» TEXT EXCERPT
↓
In the Fine Print: What Insurance Companies Know About Fracking and Climate Change
Steven Conn
The other day, I got one of those thick envelopes from my insurance company stuffed with many pages of very small print. “Important information about your policy” said the envelope, and usually those go straight into the recycling bin.
But for whatever reason I opened this one and read it. Turned out to be pretty interesting. Mostly, it detailed all the things my homeowner’s insurance will no longer cover. For example, my house is not covered by damage done by any of the animals that live in the Miami Valley. If, however, my living room is trashed by a rhino, then I’m good. Also, if my house blows up because I’m running a crystal-meth lab in the basement, that isn’t covered either. Fair enough.
Then I read this: damage resulting from “earth movement” has been excluded from my policy and “earth movement includes movement resulting from natural resource extraction activities, excavation, or pressure by surface or subsurface earth or fill.”
Translation: My insurance doesn’t cover damage from fracking.
But wait! Haven’t we all been assured by the industry that fracking is environmentally harmless and pure as the driven snow? Haven’t they denied that injecting fluids of unrevealed toxicity at high pressure into the ground causes earthquakes, er, “earth movements?”
Yes, they have. And it is also true that the fracking industry’s handmaidens in Columbus, Ohio (and elsewhere) have protected them from much regulation by citing these same reassurances. But apparently the insurance companies didn’t get the memo. Insurance companies calculate risk, and they stay in business because they’re good at it. They aren’t much interested in “alternative facts” in the face of real scientific evidence.
And you know what else insurance companies are paying attention to? Climate change. But wait! Didn’t we recently elect a man who thinks climate change is a “Chinese conspiracy”? Isn’t Congress controlled by a party that denies that climate change is a problem?
Yes, and yes. But insurance companies didn’t get that memo either. Instead, insurance companies are tracking climate data like hawks, because the costs of cleaning up after weather-related disasters associated with the warming planet are rising fast and furious. As a result, more and more insurers figure in climate change when setting rates and premiums and deciding what they will cover and what they won’t. Frank Nutter of the Reinsurance Association of America stated the problem bluntly: “It is clear that global warming could bankrupt the industry.”
Insurance companies aren’t alone in planning for the consequences of climate change. In 2015, the Department of Defense released a big report on the security implications of a warming planet. The Pentagon concluded that the effects of climate change pose a real “security risk” for the United States because they “threaten the stability in a number of countries.” This means, according to Pentagon officials, that “combatant commands are integrating climate-related impacts into their planning cycles.”
So we find ourselves at a curious crossroads. The serious people, whether they are wearing green eyeshades and crunching data or military uniforms planning for our national security, recognize the here-and-now present dangers of climate change. But the right-hand side of the political aisle refuses to acknowledge that there is any problem at all. Donald Trump rolls back greenhouse gas regulations on coal. Meanwhile Allianz SE, one of the world’s largest asset managers, is divesting from coal stocks altogether because they’ve determined that climate change is bad for business.
So here’s my suggestion. If you find your house damaged by “earth movements,” or should your crops fail because of climate change, demand some compensation from your Congressman. Just don’t go crying to your insurance company — you’re probably not covered for that.
↑
» Excerpts from a dataset
↓
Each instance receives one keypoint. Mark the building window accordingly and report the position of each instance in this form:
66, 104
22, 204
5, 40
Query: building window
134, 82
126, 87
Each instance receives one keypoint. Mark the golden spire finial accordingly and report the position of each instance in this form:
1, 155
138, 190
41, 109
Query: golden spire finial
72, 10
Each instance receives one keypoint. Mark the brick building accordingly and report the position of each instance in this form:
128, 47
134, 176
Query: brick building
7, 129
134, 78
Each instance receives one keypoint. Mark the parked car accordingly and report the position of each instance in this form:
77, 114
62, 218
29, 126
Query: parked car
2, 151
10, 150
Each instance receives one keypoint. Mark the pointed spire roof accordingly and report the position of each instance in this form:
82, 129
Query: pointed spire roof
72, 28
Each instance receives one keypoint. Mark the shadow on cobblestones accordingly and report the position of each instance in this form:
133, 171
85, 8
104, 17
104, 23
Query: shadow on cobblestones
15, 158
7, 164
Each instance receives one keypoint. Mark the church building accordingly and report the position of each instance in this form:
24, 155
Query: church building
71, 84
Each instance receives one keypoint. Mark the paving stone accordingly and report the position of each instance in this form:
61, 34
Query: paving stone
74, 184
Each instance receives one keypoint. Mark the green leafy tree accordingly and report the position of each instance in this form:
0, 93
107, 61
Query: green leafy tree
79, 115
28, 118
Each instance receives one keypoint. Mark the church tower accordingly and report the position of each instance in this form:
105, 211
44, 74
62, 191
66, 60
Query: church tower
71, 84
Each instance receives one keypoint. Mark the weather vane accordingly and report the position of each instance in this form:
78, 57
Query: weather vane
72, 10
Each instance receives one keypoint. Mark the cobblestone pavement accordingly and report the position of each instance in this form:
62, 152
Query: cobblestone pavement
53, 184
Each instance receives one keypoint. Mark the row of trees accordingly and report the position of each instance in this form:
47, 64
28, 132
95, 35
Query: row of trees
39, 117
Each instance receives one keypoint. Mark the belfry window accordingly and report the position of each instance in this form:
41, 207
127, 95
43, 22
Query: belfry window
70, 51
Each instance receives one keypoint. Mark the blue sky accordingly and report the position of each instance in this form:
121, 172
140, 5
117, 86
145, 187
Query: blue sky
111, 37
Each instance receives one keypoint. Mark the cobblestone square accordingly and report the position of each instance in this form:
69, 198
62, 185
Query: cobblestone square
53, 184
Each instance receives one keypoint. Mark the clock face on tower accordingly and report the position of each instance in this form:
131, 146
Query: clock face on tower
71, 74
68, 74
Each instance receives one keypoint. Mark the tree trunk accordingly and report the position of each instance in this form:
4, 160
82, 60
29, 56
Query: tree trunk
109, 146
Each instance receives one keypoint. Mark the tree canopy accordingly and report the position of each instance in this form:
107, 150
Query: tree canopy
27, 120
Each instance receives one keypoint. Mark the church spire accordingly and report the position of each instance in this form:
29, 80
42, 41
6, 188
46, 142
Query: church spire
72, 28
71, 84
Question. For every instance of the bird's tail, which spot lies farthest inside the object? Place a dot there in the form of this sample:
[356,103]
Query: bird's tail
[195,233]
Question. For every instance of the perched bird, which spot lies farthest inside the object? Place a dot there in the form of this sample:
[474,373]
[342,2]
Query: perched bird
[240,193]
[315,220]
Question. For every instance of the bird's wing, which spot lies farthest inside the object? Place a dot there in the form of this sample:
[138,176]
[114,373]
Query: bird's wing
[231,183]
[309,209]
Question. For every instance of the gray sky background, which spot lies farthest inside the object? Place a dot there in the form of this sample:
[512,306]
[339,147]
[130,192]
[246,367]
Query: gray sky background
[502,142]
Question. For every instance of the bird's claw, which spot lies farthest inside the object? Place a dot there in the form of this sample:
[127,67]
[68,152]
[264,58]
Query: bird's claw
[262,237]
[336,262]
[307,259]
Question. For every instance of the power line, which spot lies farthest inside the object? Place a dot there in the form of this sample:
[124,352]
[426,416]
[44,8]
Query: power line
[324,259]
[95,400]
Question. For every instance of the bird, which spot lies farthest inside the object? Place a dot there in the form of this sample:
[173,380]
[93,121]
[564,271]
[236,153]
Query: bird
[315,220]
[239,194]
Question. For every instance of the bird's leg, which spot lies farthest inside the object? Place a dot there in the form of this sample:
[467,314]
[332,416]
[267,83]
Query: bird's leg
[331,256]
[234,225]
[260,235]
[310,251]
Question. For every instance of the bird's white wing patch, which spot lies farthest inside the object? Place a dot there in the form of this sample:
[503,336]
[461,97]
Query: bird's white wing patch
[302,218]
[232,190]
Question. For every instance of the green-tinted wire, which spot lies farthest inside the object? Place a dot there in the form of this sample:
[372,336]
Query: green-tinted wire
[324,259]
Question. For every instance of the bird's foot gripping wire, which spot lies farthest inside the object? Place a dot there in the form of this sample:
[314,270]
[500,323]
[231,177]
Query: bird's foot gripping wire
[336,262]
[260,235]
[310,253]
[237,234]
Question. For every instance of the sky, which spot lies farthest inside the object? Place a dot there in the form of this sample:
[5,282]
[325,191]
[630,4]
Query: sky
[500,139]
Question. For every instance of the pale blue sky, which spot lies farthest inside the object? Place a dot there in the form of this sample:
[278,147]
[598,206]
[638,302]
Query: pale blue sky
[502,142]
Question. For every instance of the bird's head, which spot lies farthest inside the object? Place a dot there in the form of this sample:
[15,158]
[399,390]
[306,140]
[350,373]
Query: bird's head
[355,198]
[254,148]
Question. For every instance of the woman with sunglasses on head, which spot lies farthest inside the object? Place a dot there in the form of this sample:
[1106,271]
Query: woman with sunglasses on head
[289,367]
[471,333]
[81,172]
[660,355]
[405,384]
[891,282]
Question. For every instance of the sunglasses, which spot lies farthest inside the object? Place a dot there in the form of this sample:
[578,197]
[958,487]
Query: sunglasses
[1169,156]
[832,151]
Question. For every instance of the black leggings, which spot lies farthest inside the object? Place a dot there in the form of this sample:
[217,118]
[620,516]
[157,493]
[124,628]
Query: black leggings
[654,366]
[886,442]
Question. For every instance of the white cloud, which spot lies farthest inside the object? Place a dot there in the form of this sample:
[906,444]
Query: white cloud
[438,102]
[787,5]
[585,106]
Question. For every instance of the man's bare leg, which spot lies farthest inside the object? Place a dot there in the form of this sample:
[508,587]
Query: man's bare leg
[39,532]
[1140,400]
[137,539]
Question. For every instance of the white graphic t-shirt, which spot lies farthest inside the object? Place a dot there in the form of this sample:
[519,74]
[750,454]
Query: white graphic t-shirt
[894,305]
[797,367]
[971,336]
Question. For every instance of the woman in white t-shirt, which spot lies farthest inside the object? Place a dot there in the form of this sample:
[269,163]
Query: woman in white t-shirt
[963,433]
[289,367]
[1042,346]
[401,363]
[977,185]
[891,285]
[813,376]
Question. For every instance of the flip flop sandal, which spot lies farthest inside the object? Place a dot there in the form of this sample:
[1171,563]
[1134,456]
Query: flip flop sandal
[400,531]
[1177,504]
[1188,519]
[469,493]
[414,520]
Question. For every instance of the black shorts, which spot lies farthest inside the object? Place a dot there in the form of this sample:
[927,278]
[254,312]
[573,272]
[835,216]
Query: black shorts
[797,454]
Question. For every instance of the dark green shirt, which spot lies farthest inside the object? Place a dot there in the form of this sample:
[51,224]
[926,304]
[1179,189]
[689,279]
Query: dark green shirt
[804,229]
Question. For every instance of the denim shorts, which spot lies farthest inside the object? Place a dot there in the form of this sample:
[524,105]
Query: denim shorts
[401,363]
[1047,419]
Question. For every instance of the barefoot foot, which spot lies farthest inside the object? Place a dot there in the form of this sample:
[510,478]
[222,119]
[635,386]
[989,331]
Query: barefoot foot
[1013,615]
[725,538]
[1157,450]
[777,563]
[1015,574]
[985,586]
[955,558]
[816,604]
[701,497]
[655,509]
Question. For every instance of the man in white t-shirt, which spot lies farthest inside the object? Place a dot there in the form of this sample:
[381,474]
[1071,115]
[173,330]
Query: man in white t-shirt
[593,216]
↑
» AIM OF THE TASK
Summarize the essay on insurance, fracking, and climate change in two sentences.

» OUTPUT FOR THIS EXERCISE
The writer's homeowner's policy now excludes damage from "earth movement," including movement caused by natural resource extraction, so fracking damage isn't covered, even though the industry has denied that fracking causes earthquakes. Insurers and the Department of Defense now build climate change into their planning, while the president and the party controlling Congress deny the problem, so the writer suggests seeking compensation from one's Congressman rather than an insurance company.